*What the task requires*:
Answer these questions from the research review on wildfire and climate change below:
1. How many acres had burned in wildfires in the western U.S. in 2018 at the time of writing?
2. How many additional days per fire season with high fire potential between 2000-2015 does the Abatzoglou & Williams (2016) study attribute to anthropogenic climate change?
3. By as much as what percent can the carbon carrying capacity of once-forested ecosystems decrease over 500 years?

*Passage*:
● ● ● ● ● ● ●
September 2018 Research Review

What do we know about wildfire attribution and climate change?

By Emily Jack-ScottAspen Global Change Institute
Photo credit: Emily Jack-Scott

2018 has been a grueling year for wildfires in the western U.S. More than 7 million acres have already burned in wildfires this year (1.5 million more than the average at this date). Record-setting wildfires have been recorded in California and Colorado in the U.S., as well as in British Columbia in Canada. 

New record-breaking temperatures, droughts, floods, and insurance payouts, seem to occur every day – begging the question, is climate change driving these record-breaking wildfire years? 

This question was recently spotlighted when U.S. Department of the Interior Secretary Ryan Zinke attributed increased fire activity to decreased forestry operations (e.g., logging), more than climate change (Fountain, NYTimes 2018). We seek to clarify attribution by reviewing the latest research on if and how climate change may be contributing to wildfire activity. 

Wildfire attribution research is entering a new era. Fire science is a mature area of research with well-established connections between weather conditions, fuel aridity (the drying out of forests and other burnable ecosystems), and associated increases in ignition potential and fire activity. Climate models are increasingly mature, with the ability to tease out which climate signals are attributable to anthropogenic climate change. So, the opportunity has emerged to evaluate fire metrics (past and future) within climate models, producing information on which fire activity is more likely as a result of warming climate. At this point, attribution and projections are only possible on regional or larger scales, and do not attribute individual fires to human-caused climate change. But they do allow us to reflect on existing changes in fire activity, and prepare for a more fiery future.

One recent study on wildfire attribution by Abatzoglou & Williams (2016) analyzes exactly how anthropogenic climate change is exacerbating the drying out of forests, and therefore driving increased fire activity in the western U.S. The study attributes nine additional days per fire season with high fire potential between 2000-2015, a doubling in dryness of fuels between 1979-2015, and roughly half of the forested area that burned between 1984-2015 (approximately 10 million acres – the size of Massachusetts and Connecticut combined) to drier conditions caused by anthropogenic climate change. Increased dryness of burnable fuels is due not only to increasing average temperatures, but also to changes in snowmelt timing and decreases in spring precipitation. The drying out of forests was especially pronounced in the intermountain West, as opposed to along the coasts (Fig. 1). Researchers in Canada are finding much the same. Increasing temperatures due to global warming are poised to outstrip any potential increase in rainfall, resulting in drier forests, and more frequent and intense wildfires (Wotton et al. 2017). 

Figure 1. Increases in eight metrics of aridity (i.e., drying out) of fuels in the western U.S. between 2000-2015. The highest increases (at least two-thirds of observed increases) were found among the forest fire danger index (FFDI), vapor pressure deficit (VPD), and evapotranspiration (ETo) metrics.  (Abatzoglou & Williams 2016).

Larger, more severe wildfires will make regeneration harder for forests – seed sources from remaining trees are farther away, and the heat of extreme fires can volatilize soil nutrients, effectively sterilizing the soil so nothing can reestablish for long periods of time. Thus, the legacy of more severe fires can last for centuries, significantly diminishing the carbon carrying capacity of once-forested ecosystems (decreasing by as much as 73 percent over 500 years) (Liang et al. 2017).
● ● ● ● ● ● ●
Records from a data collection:

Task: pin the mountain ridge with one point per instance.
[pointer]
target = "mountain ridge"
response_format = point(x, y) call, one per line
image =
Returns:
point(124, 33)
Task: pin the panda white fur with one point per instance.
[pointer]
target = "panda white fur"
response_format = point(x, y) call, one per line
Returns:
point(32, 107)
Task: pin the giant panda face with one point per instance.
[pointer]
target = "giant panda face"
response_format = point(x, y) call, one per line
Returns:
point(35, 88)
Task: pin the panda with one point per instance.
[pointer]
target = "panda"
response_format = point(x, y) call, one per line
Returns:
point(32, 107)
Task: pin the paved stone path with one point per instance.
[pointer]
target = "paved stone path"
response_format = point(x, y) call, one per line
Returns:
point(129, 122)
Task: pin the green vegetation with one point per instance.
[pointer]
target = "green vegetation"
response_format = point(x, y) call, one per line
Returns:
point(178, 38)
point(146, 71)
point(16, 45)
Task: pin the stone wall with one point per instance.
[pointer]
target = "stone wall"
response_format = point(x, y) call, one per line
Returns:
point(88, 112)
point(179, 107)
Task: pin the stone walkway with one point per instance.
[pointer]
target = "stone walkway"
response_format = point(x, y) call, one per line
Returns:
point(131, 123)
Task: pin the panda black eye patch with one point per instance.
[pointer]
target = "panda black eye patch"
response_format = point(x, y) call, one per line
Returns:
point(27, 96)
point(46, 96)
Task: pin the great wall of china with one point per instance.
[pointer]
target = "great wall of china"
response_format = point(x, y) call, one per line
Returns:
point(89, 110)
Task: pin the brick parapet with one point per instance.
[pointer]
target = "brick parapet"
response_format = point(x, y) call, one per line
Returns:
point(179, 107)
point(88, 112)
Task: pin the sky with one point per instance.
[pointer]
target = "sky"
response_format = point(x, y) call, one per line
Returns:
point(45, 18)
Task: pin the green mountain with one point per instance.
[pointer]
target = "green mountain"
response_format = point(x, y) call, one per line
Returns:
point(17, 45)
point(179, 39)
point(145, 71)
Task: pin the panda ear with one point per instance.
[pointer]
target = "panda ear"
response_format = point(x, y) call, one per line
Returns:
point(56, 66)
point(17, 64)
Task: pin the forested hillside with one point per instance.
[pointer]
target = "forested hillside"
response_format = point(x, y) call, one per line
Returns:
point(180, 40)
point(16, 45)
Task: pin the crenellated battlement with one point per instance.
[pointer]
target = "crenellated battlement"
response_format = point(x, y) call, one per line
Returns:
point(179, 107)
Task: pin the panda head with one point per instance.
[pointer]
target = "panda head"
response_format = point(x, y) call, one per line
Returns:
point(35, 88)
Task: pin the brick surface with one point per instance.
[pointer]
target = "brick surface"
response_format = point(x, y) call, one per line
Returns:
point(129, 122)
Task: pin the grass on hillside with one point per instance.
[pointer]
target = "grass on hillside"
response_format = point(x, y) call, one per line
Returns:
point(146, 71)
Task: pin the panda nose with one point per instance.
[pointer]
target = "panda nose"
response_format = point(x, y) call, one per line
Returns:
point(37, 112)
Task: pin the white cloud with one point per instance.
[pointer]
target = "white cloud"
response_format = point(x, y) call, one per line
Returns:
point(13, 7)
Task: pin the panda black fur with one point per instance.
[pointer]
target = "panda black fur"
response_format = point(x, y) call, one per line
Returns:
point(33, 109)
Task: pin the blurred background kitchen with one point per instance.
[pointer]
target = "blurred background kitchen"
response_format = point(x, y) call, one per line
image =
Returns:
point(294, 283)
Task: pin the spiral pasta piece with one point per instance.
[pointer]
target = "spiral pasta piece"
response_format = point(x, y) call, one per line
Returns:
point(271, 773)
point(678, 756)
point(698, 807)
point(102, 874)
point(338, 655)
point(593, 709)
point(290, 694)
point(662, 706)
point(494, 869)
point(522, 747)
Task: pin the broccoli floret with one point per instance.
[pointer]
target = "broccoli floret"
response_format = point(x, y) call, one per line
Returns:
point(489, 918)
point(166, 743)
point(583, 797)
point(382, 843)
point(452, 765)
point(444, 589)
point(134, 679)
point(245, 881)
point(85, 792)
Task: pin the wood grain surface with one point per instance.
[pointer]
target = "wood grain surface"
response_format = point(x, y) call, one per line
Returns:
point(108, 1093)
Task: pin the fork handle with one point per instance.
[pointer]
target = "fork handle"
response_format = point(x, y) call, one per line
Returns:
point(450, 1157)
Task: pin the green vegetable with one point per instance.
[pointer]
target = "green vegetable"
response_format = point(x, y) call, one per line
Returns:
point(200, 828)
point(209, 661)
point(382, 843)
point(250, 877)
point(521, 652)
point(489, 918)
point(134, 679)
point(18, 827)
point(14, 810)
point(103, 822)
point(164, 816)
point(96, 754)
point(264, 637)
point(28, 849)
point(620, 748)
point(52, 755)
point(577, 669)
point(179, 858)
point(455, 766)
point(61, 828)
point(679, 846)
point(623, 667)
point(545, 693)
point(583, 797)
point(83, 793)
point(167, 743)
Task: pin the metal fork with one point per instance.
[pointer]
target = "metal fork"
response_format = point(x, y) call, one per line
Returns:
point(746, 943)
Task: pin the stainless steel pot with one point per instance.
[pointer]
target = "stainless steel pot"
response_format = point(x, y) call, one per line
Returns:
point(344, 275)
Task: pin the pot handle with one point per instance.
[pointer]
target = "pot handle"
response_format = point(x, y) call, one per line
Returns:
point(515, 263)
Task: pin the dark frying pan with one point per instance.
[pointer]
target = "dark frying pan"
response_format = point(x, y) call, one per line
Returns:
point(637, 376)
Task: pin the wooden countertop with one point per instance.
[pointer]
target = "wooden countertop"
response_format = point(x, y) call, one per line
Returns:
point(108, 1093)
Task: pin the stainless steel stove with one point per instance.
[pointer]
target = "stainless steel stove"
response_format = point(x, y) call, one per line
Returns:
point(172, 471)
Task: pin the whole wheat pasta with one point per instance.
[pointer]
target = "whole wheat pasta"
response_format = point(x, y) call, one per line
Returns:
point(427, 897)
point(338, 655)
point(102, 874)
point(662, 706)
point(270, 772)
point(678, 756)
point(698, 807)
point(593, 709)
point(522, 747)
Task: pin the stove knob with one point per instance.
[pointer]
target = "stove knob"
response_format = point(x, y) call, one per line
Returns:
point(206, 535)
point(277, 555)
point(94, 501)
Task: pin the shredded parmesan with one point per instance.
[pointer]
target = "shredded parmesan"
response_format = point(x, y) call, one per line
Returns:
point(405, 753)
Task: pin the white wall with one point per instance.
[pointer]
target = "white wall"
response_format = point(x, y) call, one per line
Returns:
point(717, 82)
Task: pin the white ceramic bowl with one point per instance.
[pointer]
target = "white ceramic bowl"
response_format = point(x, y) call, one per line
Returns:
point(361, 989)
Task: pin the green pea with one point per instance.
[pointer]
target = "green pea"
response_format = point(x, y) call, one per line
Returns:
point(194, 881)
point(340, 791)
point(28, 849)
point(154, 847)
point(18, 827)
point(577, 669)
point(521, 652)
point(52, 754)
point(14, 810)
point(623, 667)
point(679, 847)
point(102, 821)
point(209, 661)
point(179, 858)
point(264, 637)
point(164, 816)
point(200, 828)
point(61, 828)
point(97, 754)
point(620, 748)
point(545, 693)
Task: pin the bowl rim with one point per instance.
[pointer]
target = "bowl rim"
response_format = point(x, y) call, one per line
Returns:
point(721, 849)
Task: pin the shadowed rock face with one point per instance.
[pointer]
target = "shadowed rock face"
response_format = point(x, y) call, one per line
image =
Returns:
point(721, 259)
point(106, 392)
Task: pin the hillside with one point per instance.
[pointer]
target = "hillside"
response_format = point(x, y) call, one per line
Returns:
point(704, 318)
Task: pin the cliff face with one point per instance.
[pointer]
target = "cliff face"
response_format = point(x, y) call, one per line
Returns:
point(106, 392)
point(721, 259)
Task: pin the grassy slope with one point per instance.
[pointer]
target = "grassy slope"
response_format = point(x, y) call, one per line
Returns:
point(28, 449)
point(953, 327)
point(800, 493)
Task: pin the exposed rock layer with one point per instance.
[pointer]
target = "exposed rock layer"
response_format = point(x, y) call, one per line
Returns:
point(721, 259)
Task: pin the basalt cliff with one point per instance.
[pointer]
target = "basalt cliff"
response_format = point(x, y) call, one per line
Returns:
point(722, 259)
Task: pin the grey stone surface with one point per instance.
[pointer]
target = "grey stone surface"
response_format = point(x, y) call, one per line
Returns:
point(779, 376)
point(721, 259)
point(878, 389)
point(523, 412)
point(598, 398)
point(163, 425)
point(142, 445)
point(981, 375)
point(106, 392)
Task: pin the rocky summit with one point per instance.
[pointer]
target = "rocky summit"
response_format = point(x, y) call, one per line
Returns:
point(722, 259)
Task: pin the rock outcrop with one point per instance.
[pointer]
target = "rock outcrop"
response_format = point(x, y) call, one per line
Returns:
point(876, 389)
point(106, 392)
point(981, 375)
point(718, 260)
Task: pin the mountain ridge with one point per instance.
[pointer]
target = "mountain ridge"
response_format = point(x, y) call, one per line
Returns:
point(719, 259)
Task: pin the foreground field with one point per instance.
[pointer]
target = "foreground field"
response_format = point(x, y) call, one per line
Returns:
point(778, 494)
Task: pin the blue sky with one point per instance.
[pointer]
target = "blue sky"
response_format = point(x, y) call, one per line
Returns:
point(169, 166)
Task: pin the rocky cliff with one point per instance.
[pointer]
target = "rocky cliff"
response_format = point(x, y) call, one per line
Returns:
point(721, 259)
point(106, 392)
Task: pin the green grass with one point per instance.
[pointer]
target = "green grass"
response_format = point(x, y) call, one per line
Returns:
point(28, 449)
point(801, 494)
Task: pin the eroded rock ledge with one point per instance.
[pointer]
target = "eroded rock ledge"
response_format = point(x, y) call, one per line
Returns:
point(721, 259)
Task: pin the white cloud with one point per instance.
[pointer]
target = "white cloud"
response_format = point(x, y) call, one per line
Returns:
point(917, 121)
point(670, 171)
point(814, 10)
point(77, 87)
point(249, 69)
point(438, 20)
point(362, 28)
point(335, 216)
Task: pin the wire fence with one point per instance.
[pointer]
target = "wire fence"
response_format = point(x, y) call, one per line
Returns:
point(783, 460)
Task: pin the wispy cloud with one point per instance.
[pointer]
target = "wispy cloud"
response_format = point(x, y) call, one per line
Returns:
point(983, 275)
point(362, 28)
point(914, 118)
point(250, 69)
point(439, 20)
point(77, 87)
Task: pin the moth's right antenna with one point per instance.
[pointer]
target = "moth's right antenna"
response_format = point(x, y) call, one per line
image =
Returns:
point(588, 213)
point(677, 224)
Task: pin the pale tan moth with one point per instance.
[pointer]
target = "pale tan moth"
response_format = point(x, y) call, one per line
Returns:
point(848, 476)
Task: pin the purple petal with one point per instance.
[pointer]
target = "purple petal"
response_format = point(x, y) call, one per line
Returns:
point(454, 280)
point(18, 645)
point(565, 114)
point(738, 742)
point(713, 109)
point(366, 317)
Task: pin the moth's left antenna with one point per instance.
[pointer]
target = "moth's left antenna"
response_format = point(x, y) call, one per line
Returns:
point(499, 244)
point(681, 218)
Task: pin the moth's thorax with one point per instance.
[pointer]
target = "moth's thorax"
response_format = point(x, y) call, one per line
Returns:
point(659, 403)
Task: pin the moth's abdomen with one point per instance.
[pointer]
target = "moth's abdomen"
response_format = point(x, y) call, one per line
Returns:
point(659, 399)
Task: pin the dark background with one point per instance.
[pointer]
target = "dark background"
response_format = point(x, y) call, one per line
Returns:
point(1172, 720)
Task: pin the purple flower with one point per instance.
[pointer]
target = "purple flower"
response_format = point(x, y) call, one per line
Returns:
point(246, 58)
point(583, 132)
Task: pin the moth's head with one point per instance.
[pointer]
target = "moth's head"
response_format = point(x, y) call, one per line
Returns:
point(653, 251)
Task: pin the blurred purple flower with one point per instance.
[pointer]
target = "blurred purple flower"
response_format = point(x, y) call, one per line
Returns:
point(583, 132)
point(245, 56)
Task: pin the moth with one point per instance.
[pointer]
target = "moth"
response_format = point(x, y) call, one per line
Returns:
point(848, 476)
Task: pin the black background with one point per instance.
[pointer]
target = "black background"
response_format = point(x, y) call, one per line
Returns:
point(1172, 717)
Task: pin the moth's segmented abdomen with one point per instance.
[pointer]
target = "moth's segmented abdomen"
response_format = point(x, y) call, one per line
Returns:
● ● ● ● ● ● ●
*Response*:
1. More than 7 million acres.
2. Nine days.
3. 73 percent.